───── TEXTO FORNECIDO ─────

Ministro da Justiça deve ir quarta-feira ao Senado para se defender de vazamento de mensagens
Angela Boldrini / Folha de S. Paulo
BRASÍLIA - Em meio ao clima de instabilidade gerado pela onda de demissões no alto escalão do governo, o ministro Sergio Moro (Justiça)terá de ir ao Congresso nesta semana para dar explicações.
O rotulado superministro vai à CCJ (Comissão de Constituição e Justiça) do Senado na quarta-feira (19) para responder a questionamentos sobre as mensagens trocadas com membros da força-tarefa da Lava Jato, reveladas pelo site The Intercept Brasil.
A audiência ocorre no momento em que há um clima de “fritura” de membros da gestão por Bolsonaro, iniciado com a demissão do ministro da Secretaria de Governo, general Santos Cruz, na última quinta-feira (13).
Depois do militar, foi a vez do presidente do BNDES, Joaquim Levy. O ex-ministro de Dilma Rousseff (PT) foi publicamente criticado pelo presidente no sábado (15). No domingo (16), pediu demissão.
Os episódios, somados à declaração de sexta-feira (14) do ministro Paulo Guedes (Economia) de que o relatório da reforma da Previdênciana comissão especial poderia abortá-la, criaram um clima de instabilidade no governo e na relação com o Legislativo.
Aliados dizem que Moro acertou ao marcar uma audiência espontaneamente, já que corria o risco de ser convocado. Diante dos últimos acontecimentos, avaliam, o ambiente político se deteriorou, mas não há espaço para remarcação da data agora que já está acertada.
No entendimento de alguns senadores, a contaminação do clima na audiência de Moro dependerá principalmente da estratégia da oposição.
Parlamentares dizem que, caso o PT ou os partidos do centrão entrem em confronto direto com o ministro, o saldo pode ser positivo para o ex-juiz. Isso porque, apesar de enfraquecido pela revelação das mensagens com o coordenador da força-tarefa da Lava Jato, Deltan Dallagnol, em que os dois trocam colaborações sobre casos, Moro ainda goza de prestígio de grande parte da população, dizem.

───── EXTRATO DE DADOS ─────

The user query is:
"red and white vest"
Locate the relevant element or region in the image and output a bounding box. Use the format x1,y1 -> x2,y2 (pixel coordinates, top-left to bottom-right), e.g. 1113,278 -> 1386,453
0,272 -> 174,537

─────

Repita fielmente tudo o que vai de "Depois do militar, foi" até "(16), pediu demissão." na notícia sobre a ida de Moro ao Senado.

_TAREFA CONCLUÍDA_:
Depois do militar, foi a vez do presidente do BNDES, Joaquim Levy. O ex-ministro de Dilma Rousseff (PT) foi publicamente criticado pelo presidente no sábado (15). No domingo (16), pediu demissão.